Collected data
§

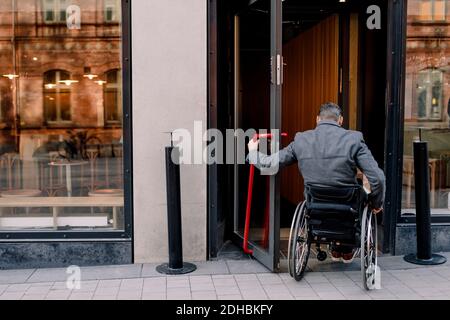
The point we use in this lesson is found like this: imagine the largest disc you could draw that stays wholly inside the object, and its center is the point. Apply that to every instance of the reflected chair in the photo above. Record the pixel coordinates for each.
(11, 163)
(53, 178)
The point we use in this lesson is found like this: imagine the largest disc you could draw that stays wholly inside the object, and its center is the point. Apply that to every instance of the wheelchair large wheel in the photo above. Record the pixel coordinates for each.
(369, 249)
(299, 244)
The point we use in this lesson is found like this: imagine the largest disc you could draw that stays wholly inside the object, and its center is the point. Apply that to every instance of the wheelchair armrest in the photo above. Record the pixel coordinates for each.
(330, 206)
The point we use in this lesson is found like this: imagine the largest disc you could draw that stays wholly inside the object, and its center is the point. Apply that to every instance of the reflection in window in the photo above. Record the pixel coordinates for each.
(429, 94)
(112, 97)
(112, 10)
(431, 10)
(54, 11)
(61, 168)
(57, 96)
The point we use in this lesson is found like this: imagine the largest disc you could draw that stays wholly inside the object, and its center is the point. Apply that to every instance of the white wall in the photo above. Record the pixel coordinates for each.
(169, 42)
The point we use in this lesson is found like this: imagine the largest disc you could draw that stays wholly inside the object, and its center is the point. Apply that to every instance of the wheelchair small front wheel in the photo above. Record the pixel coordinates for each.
(300, 245)
(369, 249)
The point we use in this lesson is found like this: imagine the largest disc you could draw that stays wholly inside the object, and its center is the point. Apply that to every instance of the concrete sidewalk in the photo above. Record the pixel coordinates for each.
(230, 280)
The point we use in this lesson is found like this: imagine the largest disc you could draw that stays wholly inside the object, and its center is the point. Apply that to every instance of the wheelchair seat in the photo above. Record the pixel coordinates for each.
(334, 212)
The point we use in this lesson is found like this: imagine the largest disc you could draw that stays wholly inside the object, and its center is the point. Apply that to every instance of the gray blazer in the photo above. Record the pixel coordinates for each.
(329, 156)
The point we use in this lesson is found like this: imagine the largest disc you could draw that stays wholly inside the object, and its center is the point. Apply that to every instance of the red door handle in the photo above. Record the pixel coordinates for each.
(249, 199)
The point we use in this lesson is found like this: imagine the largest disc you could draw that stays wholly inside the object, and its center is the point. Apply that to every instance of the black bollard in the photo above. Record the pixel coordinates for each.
(424, 255)
(175, 265)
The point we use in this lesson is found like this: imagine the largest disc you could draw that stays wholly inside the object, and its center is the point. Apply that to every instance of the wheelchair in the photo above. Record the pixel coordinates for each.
(334, 217)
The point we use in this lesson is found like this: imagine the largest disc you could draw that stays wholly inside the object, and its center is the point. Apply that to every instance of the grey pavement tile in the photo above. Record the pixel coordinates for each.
(105, 298)
(176, 283)
(200, 279)
(81, 296)
(443, 297)
(408, 296)
(149, 270)
(269, 278)
(202, 287)
(60, 285)
(109, 283)
(157, 286)
(204, 295)
(15, 276)
(108, 291)
(153, 296)
(280, 296)
(12, 295)
(20, 287)
(179, 297)
(228, 282)
(33, 297)
(49, 275)
(111, 272)
(245, 266)
(38, 289)
(227, 290)
(210, 268)
(88, 286)
(358, 297)
(132, 284)
(276, 288)
(301, 291)
(316, 279)
(324, 287)
(331, 296)
(351, 290)
(129, 295)
(245, 277)
(58, 295)
(311, 297)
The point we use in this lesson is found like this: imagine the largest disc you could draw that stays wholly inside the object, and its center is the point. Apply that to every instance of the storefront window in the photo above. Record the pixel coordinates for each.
(61, 164)
(427, 100)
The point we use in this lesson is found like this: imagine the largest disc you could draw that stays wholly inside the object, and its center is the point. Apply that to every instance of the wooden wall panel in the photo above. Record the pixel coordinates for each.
(311, 78)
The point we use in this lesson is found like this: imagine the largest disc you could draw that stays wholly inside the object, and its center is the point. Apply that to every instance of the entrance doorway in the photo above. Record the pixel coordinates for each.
(276, 63)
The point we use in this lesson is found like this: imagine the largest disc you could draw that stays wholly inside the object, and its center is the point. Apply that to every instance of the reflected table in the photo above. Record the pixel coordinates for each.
(68, 165)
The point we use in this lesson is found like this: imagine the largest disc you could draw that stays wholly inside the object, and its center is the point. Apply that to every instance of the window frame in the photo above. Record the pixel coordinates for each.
(59, 88)
(433, 13)
(108, 87)
(115, 12)
(126, 235)
(56, 10)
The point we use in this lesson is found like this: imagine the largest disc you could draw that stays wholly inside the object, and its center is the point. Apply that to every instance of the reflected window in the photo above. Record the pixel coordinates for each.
(54, 11)
(432, 10)
(429, 94)
(57, 107)
(112, 97)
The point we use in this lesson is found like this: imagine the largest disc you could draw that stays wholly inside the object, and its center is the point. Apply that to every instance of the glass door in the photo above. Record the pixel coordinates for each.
(258, 80)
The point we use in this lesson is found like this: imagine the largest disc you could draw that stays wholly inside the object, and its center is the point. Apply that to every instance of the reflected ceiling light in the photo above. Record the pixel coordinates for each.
(88, 74)
(68, 82)
(11, 76)
(100, 82)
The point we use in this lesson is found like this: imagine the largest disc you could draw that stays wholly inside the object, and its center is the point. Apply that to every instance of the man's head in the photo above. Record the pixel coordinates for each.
(330, 112)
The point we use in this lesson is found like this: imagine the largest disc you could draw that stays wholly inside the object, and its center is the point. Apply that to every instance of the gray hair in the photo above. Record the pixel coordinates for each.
(330, 111)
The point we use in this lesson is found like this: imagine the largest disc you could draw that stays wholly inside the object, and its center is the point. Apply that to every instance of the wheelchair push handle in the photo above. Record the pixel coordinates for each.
(266, 136)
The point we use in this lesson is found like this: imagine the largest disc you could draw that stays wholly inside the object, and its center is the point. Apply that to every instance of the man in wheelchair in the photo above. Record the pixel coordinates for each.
(329, 156)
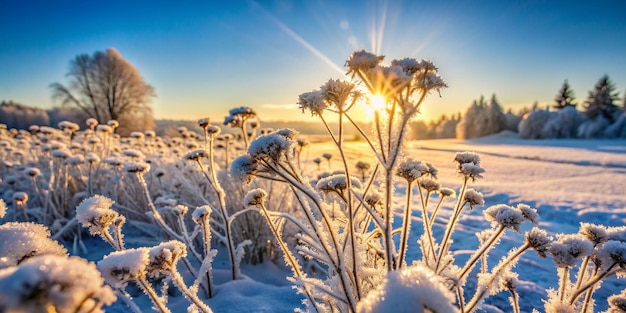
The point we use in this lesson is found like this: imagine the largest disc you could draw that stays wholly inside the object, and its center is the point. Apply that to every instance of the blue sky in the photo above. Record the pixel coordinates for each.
(205, 57)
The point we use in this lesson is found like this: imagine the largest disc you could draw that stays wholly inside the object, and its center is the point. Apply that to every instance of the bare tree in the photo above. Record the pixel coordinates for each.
(105, 86)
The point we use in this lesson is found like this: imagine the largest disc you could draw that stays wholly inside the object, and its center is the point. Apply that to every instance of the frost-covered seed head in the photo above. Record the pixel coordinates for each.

§

What the task requires =>
Reproduce all of the material above word for word, but omit the pictures.

Worked solution =>
The point we use in this lesson is found like this: imagine the largest disc you could draw that stays wholly inside the object, and its center is the point. Apply that to every instance of the reflected chair in the photo above. Record the pixel coordinates for each.
(11, 163)
(53, 178)
The point we use in this lesson is found like this: imagine the largest disc you could draw that stays wholly inside the object, and its center is the point. Apply that to every instance of the wheelchair large wheel in the photo above. Record the pixel coordinates for each.
(369, 249)
(299, 244)
The point we use in this lesson is found like this: imagine the largest disc you could draw that stays wholly inside the object, and its center is the point. Apply that to every instance of the wheelchair armrest in the photo above. Record the pixel coordinates for each.
(330, 206)
The point we use in this lesson is found like this: imagine the largest disc you could draw that stays wholly inside the object, and its center is the point. Apply that to every instance of the reflection in window in the photo above. Record the pixel coordinates for each.
(429, 94)
(112, 97)
(112, 10)
(431, 10)
(54, 11)
(61, 168)
(57, 96)
The point we use in this lesson is found like this: imagine the largest disc you could draw that stays wholly inside the object, and its center is the point. Apply that to every instance of the white wall in the photo above. Record the pixel coordinates for each.
(169, 42)
The point we use in this lesson is found like this: imagine the largest disc you could draw that stays wholly inside the object, and its center is the point. Apply that to every instance of the wheelchair small front wheel in the photo above. Record the pixel coordinates for each.
(300, 245)
(369, 249)
The point we use in this lesson is found like this: imagine the largest disc you could draw that stays wholly inside the object, and its center is the point. Apply that to every instance of the concrete sidewalk in the photo above. Record the pixel coordinates for each.
(230, 280)
The point we use in this lesson is found like this: imagine the largest disc you could draw that stays wholly inside the object, and its center is the point. Apply that to every instance of the wheelchair seat in the photo above. Record the pixel coordinates for each.
(334, 212)
The point we use in this lesson is found like this: imagine the largest disc you could draw that stays wholly inside the object, and its center is the point. Apply that to every instance of the gray blazer in the photo above. Record the pixel coordinates for each.
(329, 156)
The point we use in this lesson is found like this: imagine the largest disc you could draw that stays wholly inside the object, and its center is the point. Apply that to every instance of the red door handle in the photo above. Record the pixel coordinates for each.
(249, 199)
The point we use in this lesson is found like this: imagine the largest disc you could draw that stays wholly inside the object, and its center is the point. Apply that to every instance of the black bollard in the photo above. Record the pixel coordinates for each.
(424, 255)
(175, 265)
The point we use in this lesson is found like this: imagine the largest disc you could draw that stays wholly inside the object, and its center is the point. Apply that to every instance of the wheelchair in the photo above. Record the pixel coordinates for each.
(334, 217)
The point we use in this lesson is found like this: imagine the largest disc you could draw that stays wholly inside the object, and its center is the point. Apply that to every instance of the grey pavement tile in the photo above. Record the pixel coordinates for each.
(105, 298)
(176, 283)
(200, 279)
(81, 296)
(443, 297)
(408, 296)
(149, 270)
(269, 278)
(202, 287)
(60, 285)
(109, 283)
(157, 286)
(204, 295)
(15, 276)
(108, 291)
(153, 296)
(280, 296)
(12, 295)
(20, 287)
(179, 297)
(228, 282)
(33, 297)
(49, 275)
(111, 272)
(245, 266)
(38, 289)
(227, 290)
(210, 268)
(88, 286)
(358, 297)
(132, 284)
(276, 288)
(301, 291)
(316, 279)
(324, 287)
(331, 296)
(351, 290)
(129, 295)
(245, 277)
(58, 295)
(311, 297)
The point we use in this lesson is found like this: imagine the largest disc you could draw that stays wholly inside the object, and its center is the point. Apply that to every instance of the storefront window in the photo above. Record the pixel coordinates for each.
(61, 164)
(427, 100)
The point we use in this lesson is found like this: imagine the largest disc you could draw that stays wholly inside the object, and its center is the point. Apply that to every instance of the wooden wall panel in the photo above. Record the pixel coordinates for each.
(311, 78)
The point we use in this lesson is found like this: imagine the largest disc you could draw that stays wholly inside the object, and its center is the point. Apply that to every instance of the entrance doorway in the photo above. Record the pixel coordinates for each.
(276, 63)
The point we use in this lesson is found like this: imagine the largest disc you could draw that stays wholly inside the object, and its center is the point. Apply that to every instance of the reflected table in the photo above. Record the pixel coordinates for each.
(68, 165)
The point we use in this lesson is found like this: imagine the largest disc you could draw that stays wholly inside the object, and its center is the point. Apply that to every instance of the window frame in the photo above. Record the pixel coordinates for each.
(59, 88)
(433, 13)
(108, 87)
(115, 12)
(126, 235)
(56, 10)
The point we use in this lesson is found like this: imagine the largest disc you could draw that stays wholly inside the object, and its center is the point. Apply that to every instance of the reflected window in the photo above. Record the pixel coordinates for each.
(54, 11)
(432, 10)
(429, 94)
(57, 107)
(112, 97)
The point we use in this lesson is found like this: imagine the largest disc you could draw that stays wholly inside the object, and its center is the point. Apply that to every instance of the glass door in the photo above. Record the pixel coordinates for each.
(258, 80)
The point we use in this lesson is found like this: imagine the largest disc you could draw that stays wholly inside the object, and its center is the point. Apply that to every instance of the reflected ceiling light in the photo above. Record the pixel coordinates for each.
(88, 74)
(68, 82)
(11, 76)
(100, 82)
The point we use in this lesson is found like this: imagine the largest disc you could draw that stays wholly inside the object, and its center is the point. Apply that to every instance of the man's head in the photo above. Record the pixel coordinates for each.
(330, 112)
The point we use in this lesson is found like this: imagine the largest disc you could draw that stays wholly inside the object, and its center is the point. Apply that to every instance of the gray hair in the photo above. Record the pixel coordinates for each.
(330, 111)
The point we use in this lesson is found like this: imagine the largest disc you could draw that stays wholly inside the object, and its center is the point. Apply that to every instance of the wheelchair push handle in the photo above. Record the pixel coordinates for each.
(266, 136)
The point we use in this lesson is found like this: imagine the largest disc you could draw that stays wholly inside the object, and its center is the point. Apply that to every instance of the man in wheelchair in the photo above. Record the pixel coordinates for each.
(329, 156)
The point we use in this lesson is found like this: imagine the largest disc you could draw that stays wholly inside the object, and its center is the point. Apply that to every instance of the blue sky in the photo above. Record the pixel coordinates for each.
(205, 57)
The point we use in this lesson is found like this: imagine the largest disc you could draw that stays wholly inside the object, and its center is the point. Apply that to every instance of the bare tree in the photo above. Record the pixel coordinates for each.
(105, 86)
The point we use in this lesson is found like this: imagine the largest disc you could draw that stays wholly inside the object, and its center is the point. Apply that to every instance of the frost-covered seed head in the photo above. Record the pixel coordinates for each.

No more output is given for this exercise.